━━━━━ Passage shown ━━━━━

Prenatal :: Prenatal cocaine’s lasting cellular effects

A recent study by investigators at the Vanderbilt Kennedy Center for Research on Human Development may help explain the long-term behavioral and neurological problems associated with prenatal exposure to cocaine.

In a recent issue of the Journal of Neuroscience, Gregg Stanwood, Ph.D., and Pat Levitt, Ph.D., report that prenatal cocaine exposure in rabbits causes a long lasting displacement of dopamine receptors in certain brain cells, which alters their ability to function normally.

Though this effect has not yet been assessed in cocaine-exposed children, the findings give researchers a place to start looking.

“The hysteria surrounding the ‘crack baby’ was sort of overblown,” said Stanwood, research assistant professor of Pharmacology and lead author on the study.

Incredibly high levels of cocaine — usually coupled with the abuse of other drugs — can lead to premature labor, preterm birth and low birth weight, Stanwood said.

“But in women who have abused relatively low recreational doses of cocaine, it is actually very hard to distinguish those children at birth from children born to anyone else,” he said. “However, as those children age, they do develop deficits in their cognitive and emotional development.”

━━━━━ Input data ━━━━━

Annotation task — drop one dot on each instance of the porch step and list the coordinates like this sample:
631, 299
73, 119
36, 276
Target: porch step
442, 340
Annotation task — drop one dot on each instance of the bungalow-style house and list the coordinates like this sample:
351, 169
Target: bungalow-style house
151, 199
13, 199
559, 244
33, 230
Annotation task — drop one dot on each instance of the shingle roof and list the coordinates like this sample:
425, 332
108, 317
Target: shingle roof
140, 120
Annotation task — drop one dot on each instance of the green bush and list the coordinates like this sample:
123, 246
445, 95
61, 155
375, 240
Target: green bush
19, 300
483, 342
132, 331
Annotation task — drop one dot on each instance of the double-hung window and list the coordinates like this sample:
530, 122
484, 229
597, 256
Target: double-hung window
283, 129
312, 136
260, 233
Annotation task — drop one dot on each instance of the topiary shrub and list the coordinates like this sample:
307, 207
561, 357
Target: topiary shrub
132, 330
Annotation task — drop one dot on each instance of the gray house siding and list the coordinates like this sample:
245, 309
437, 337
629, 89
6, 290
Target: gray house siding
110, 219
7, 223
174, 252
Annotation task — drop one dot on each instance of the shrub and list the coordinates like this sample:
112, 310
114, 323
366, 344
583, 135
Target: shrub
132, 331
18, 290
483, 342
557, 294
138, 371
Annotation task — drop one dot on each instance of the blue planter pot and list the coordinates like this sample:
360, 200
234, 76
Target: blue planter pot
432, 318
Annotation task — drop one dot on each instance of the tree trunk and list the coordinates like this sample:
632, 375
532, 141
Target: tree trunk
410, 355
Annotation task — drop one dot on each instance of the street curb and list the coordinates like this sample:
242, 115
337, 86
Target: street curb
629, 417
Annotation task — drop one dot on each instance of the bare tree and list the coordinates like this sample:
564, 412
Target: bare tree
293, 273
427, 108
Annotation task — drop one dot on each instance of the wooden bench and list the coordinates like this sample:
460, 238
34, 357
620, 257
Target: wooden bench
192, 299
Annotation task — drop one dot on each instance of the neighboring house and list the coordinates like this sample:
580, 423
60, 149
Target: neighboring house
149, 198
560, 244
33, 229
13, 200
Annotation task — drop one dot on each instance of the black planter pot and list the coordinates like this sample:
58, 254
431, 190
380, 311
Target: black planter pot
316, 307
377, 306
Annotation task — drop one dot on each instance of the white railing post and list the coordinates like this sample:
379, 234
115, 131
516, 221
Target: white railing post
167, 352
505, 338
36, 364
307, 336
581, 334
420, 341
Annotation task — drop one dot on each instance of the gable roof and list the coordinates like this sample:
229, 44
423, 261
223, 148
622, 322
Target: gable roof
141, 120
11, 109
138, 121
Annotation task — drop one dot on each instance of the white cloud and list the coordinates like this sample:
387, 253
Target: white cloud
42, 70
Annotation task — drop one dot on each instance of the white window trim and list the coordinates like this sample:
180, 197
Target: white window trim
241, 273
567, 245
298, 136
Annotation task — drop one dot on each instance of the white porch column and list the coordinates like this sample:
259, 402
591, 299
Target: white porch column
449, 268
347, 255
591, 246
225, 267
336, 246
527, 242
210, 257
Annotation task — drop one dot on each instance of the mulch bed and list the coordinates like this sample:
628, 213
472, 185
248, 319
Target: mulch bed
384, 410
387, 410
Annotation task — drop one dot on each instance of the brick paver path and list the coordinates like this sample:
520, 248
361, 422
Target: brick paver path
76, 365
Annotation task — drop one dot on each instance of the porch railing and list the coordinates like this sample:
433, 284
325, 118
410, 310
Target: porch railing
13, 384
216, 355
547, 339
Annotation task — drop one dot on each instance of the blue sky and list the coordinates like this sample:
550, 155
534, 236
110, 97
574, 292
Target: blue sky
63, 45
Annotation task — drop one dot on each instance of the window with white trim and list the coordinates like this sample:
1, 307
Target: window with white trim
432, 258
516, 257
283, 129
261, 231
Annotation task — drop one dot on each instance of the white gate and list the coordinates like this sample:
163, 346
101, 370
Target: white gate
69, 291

━━━━━

Things to do:
a – According to the prenatal cocaine article, in which animal did Stanwood and Levitt study cocaine exposure?
b – Carry on the prenatal cocaine article, picking up right after its last sentence.
The records are separate material, unrelated to the article on prenatal cocaine exposure.

Task answers:
a – Rabbits.

b –
These children often exhibit attention and arousal problems, similar to children with attention deficit hyperactivity disorder (ADHD). However, the standard treatments for ADHD — Ritalin and other stimulants — are not always effective in these children.

Studying the effects of prenatal cocaine exposure on the developing brain is difficult in human populations because cocaine abusers often abuse other drugs. Animal models can help determine how prenatal cocaine exposure might influence brain development to cause these subtle cognitive impairments. “We thought that it was important to set up an animal model that recapitulates a key feature of human abuse — that being intravenous exposure to low doses of cocaine,” Stanwood said.